START DATA UNDER STUDY

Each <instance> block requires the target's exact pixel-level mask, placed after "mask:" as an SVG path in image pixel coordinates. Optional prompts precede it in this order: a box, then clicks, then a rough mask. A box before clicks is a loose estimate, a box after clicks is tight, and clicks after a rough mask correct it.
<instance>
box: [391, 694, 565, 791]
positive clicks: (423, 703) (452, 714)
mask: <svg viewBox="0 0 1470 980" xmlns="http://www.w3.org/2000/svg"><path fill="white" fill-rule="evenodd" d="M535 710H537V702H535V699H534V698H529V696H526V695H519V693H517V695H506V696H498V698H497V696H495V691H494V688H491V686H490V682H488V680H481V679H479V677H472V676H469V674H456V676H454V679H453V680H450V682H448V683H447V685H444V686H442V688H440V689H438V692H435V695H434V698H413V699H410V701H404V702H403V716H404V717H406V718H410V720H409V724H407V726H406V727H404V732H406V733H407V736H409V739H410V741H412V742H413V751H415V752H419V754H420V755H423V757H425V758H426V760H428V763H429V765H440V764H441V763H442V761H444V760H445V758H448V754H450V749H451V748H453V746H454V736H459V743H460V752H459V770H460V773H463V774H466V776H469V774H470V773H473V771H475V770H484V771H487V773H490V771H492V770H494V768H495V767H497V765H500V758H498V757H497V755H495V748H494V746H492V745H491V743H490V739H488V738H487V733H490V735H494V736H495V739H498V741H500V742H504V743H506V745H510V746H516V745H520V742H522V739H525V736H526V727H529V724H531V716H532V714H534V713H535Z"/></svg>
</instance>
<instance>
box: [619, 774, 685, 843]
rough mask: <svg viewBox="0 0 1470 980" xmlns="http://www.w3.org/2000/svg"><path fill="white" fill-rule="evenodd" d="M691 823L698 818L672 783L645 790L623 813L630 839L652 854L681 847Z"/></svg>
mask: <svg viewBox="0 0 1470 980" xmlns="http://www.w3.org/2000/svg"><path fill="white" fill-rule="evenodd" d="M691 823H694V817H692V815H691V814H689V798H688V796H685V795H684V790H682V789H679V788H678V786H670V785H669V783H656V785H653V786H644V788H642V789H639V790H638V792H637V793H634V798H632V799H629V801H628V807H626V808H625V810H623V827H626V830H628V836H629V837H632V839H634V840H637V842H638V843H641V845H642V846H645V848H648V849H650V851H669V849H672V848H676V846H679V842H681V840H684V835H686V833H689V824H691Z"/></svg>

END DATA UNDER STUDY

EXERCISE PROMPT:
Return exactly the lines from the one containing "rough mask: <svg" to the last line of the data, and nothing more.

REPLY TO THE EXERCISE:
rough mask: <svg viewBox="0 0 1470 980" xmlns="http://www.w3.org/2000/svg"><path fill="white" fill-rule="evenodd" d="M691 823L698 818L672 783L645 790L623 813L630 839L652 854L681 847Z"/></svg>
mask: <svg viewBox="0 0 1470 980" xmlns="http://www.w3.org/2000/svg"><path fill="white" fill-rule="evenodd" d="M691 823H694V817H692V815H691V814H689V798H688V796H685V795H684V790H682V789H679V788H678V786H670V785H669V783H656V785H653V786H644V788H642V789H639V790H638V792H637V793H634V798H632V799H629V801H628V807H626V808H625V810H623V827H626V830H628V836H629V837H632V839H634V840H637V842H638V843H641V845H642V846H645V848H648V849H650V851H669V849H672V848H676V846H679V842H681V840H684V835H686V833H689V824H691Z"/></svg>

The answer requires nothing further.